SELECTED EXTRACT:
When I started my first business almost ten years ago, my definition of success was how big my company could be in terms of staff. The more people I employed, the more successful I felt I would be.
Many businesses and many failures later I now understand that success has many definitions, but the least effective is how many people you employ. One of the most effective is profit. Profit and cash flow should dominate any small business’s definition of success.
In my experience, the more staff I hired, the more complicated my business became and the more difficult it became to be profitable.
Of course this isn’t a one-size fits all rule. Often an increase in staff can alleviate pressure, increase sales and make your organisation feel more whole. Context always needs to be applied, so lets apply some context.
Push To Breaking Point
In one of my businesses, I recall hiring a staff member five months after launching. We’d just signed a huge client, were set to travel abroad for a month and needed someone to hold the fort while we were away. This was a mistake.
Five months into any business you barely know what your name is, let alone how sustainable your growth is, where your major revenue streams are, or how you work with your co-founder. In hindsight, this first hire put unnecessary stress on our business too early.
What we should have done was work harder. When you think you can’t work any more, work harder. If we’d worked to breaking point and then considered hiring, we would’ve had a better understanding of our business, clients, product and each other.
Advice from the trenches: If you’re just starting out, give a lot of thought to your first hire. Who’s it going to be? What skills should they have? What type of person are they, and what will they become in your organisation? Are you hiring the best possible individual?
Hire the Right People
People often say that you should trust your gut with hiring – fantastic advice but not always easy to stick to. If you’re looking to hire quickly, then it’s going to be hard to only hire people that your gut says you should.

RAW DATA:
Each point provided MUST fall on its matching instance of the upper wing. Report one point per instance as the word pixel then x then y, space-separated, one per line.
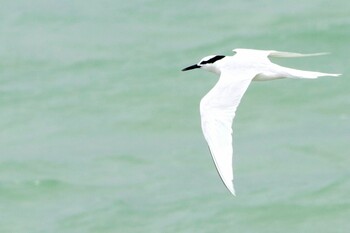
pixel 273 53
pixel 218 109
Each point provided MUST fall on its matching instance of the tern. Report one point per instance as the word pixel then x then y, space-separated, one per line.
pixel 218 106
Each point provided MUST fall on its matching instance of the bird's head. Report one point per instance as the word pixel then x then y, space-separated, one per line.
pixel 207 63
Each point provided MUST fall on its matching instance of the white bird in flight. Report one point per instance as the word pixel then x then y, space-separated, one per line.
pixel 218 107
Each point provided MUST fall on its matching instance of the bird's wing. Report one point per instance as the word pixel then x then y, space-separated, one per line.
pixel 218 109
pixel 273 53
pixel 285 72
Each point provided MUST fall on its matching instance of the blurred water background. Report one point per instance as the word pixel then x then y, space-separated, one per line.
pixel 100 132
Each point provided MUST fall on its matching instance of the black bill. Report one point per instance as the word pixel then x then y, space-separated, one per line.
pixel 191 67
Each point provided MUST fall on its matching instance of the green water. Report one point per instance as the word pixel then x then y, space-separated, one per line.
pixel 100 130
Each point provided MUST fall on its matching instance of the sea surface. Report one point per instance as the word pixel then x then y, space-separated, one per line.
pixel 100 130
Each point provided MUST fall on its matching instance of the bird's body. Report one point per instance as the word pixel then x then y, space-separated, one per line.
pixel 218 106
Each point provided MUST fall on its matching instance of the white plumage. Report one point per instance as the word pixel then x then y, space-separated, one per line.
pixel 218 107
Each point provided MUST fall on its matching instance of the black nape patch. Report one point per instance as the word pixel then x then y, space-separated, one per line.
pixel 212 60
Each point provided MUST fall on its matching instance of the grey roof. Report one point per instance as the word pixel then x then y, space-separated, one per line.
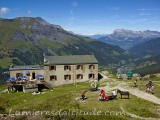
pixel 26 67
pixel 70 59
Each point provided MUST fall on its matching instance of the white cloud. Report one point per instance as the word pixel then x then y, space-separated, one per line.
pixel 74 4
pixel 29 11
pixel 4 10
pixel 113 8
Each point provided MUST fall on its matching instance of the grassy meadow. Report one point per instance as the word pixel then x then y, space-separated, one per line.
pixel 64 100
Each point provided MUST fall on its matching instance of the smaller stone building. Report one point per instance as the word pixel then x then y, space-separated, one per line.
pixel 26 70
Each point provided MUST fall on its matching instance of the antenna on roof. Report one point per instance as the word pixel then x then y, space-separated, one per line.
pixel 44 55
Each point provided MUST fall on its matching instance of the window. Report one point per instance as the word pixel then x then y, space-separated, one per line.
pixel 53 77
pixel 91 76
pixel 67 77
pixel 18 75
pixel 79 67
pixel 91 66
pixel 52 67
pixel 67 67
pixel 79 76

* * *

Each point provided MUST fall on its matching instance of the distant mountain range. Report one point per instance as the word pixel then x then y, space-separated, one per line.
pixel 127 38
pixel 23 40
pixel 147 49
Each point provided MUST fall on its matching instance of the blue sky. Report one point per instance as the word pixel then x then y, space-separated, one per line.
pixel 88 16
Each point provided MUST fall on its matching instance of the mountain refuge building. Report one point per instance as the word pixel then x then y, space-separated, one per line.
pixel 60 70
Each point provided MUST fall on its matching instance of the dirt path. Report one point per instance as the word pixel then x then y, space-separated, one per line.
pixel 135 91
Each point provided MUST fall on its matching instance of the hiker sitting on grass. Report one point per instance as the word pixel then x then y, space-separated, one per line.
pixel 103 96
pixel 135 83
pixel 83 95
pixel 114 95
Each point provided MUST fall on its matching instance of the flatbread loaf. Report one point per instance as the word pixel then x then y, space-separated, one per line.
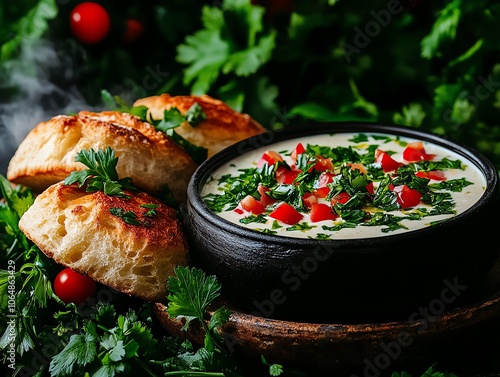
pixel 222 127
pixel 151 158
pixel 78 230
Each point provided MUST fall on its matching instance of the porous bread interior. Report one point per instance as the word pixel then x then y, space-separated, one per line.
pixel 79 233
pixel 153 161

OBJECTIVES:
a. In the article on hiring staff, how would you rewrite the paragraph beginning "What we should have done" as a short list that keeps its main facts?
b. According to the article on hiring staff, what should dominate any small business's definition of success?
c. Could you carry on the article on hiring staff from its last sentence?

ANSWERS IN ORDER:
a.
- The business should have worked harder instead of hiring.
- When you think you can't work any more, work harder.
- Working to breaking point before considering a hire would have given a better understanding of the business, clients, product and each other.

b. Profit and cash flow.

c.
Advice from the trenches: When hiring, I like to ask very specific questions that tell me if they’re my kind of person and if they’re going to gel with the company ethos.
Ensuring your team works well together, fits together and understands one another is imperative to the survival of your business. Always hire the right fit, do not compromise.
Hire Slowly, Fire Quickly
Making sure you’re hiring the right people is even more crucial in South Africa where labour laws are not in favour of the employer. It’s extremely difficult to fire people. There are hoops to jump through, checks and balances and then there is the CCMA to contend with if you make any mistakes.
Advice from the trenches: This is why it is very important to not rush the recruitment and hiring processes. Hire slowly, take care, be thorough and don’t rush the ‘getting to know you’ phase of the process. It can take months of maneuvering to remove a bad egg from the team in the correct and bureaucratic way.
Ask The Right Questions
We’ve heard about Google, Microsoft and other cutting edge firms asking ludicrous interview questions to ‘understand the thinking process of the candidate’.
Personally I think this methodology doesn’t really apply to small businesses. You need to understand every person coming into your organisation and if you’re asking vague and arbitrary questions that you don’t really understand, then how do you know where they fit in?
I like to ask the following standard questions:
- What was your favourite thing about your last job? This gives insight into what the person likes to do, what types of activities they enjoy and if they’ll fit the company needs.
- Who was your least favourite person at your last job? This allows me to see where they fit into a hierarchy. Was their favourite person their boss, their co-workers, the lunch lady?
- 3. Do you have any side projects? I love to understand what my team does in their spare time and want them to engage in things other than their job. This often helps me understand if they’re self-starters and can maintain a side project or if they do the bare minimum to keep themselves engaged in their work.
It’s important to remember that people lead to processes. When there are just two of you, you might not have to worry about leave, work hours, breaks, holidays and the rest of the complications.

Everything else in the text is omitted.